■ **PASSAGE SHOWN**
Begin

Hi! Welcome to Registered Weapon, if this is your first time. Regular readers will know that we usually run the Police Blotter feature on Thursdays, but since Mr. Chris Sims offered up a tremendously kind review yesterday, we thought we’d leave the latest chapter of “Charles Liu” up top so newcomers can enjoy the great art of Dave and Rob.

As advertised, Registered Weapon is the story of Frank Gorman, a loose-cannon homicide detective in the mold of Martin Riggs or Vic Mackey, and his new partner FELIX, an adorable robot in the mold of an old-timey cash register. We recommend you start at the beginning and continue on to the first case, “Joseph Alphonse,” in which the discovery of a handless, footless, headless body leads to an epic journey through Los Angeles, complete with talking camels, mad scientists, weaponized massagers and mild hallucinogens. In the current case, “Charles Liu,” the murder of a delivery boy hits home for Frank. You know what that means–This Time It’s Personal.

End

■ **PROMPT 1**
How would this sentence from the webcomic welcome note read in Spanish: "In the current case, “Charles Liu,” the murder of a delivery boy hits home for Frank."

■ **DATASET EXTRACT**
Begin

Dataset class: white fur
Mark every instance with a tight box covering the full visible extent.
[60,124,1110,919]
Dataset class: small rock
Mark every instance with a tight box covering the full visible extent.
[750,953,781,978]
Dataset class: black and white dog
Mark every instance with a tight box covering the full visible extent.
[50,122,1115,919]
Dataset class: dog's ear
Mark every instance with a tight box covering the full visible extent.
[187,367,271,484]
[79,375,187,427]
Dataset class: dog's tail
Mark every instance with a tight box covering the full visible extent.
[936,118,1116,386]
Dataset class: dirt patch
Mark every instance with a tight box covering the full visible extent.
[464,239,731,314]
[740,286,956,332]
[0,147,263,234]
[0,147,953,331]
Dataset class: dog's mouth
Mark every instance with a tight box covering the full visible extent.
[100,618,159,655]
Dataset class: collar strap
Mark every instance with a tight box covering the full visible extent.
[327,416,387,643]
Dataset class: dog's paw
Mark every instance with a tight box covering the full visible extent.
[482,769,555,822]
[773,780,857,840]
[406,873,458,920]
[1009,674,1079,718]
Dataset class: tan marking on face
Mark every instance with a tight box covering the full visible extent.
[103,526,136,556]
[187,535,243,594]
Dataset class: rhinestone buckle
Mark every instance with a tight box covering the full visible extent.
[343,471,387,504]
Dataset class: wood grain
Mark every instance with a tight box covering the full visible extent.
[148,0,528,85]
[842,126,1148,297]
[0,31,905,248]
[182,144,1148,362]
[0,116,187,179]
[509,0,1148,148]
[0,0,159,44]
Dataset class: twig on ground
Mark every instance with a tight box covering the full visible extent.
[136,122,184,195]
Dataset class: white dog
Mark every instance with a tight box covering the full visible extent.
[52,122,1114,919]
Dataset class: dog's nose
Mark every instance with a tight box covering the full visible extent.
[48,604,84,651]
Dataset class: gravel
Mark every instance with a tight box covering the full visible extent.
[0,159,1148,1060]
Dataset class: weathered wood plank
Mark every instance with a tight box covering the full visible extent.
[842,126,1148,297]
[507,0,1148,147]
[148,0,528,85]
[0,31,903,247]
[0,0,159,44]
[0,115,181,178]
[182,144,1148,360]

End
Begin

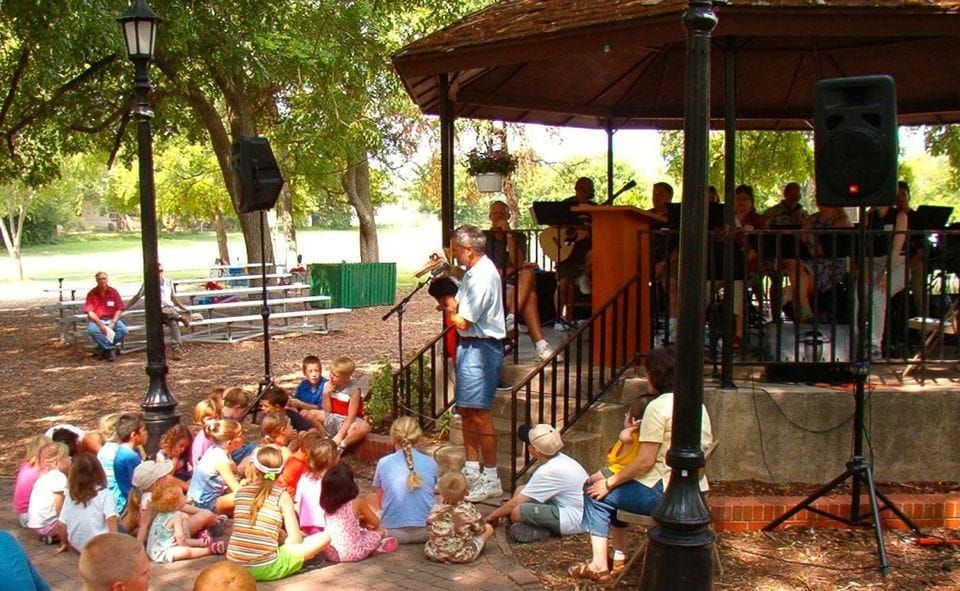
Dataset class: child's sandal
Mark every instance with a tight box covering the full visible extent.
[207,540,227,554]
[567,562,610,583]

End

■ **PROMPT 2**
Could you transcribe, from the entries, the lines between the ones holding "Dataset class: white fur" and "[936,118,1116,386]", inclusive, and nothing else?

■ **FULL SOLUTION 1**
En el caso actual, «Charles Liu», el asesinato de un repartidor le toca de cerca a Frank.

■ **FULL SOLUTION 2**
Dataset class: white fur
Mark every instance with a tight box covering the full visible extent.
[60,124,1110,919]
Dataset class: small rock
Mark every instance with a tight box covering the full visible extent.
[750,953,781,978]
Dataset class: black and white dog
Mark every instance with a tight box covering the full visible extent.
[50,122,1115,919]
Dataset class: dog's ear
Mark every instance with a tight box covering the full visible extent.
[187,367,271,484]
[79,375,187,427]
Dataset class: dog's tail
Mark every instance with a tight box covering the full visible extent.
[936,118,1116,386]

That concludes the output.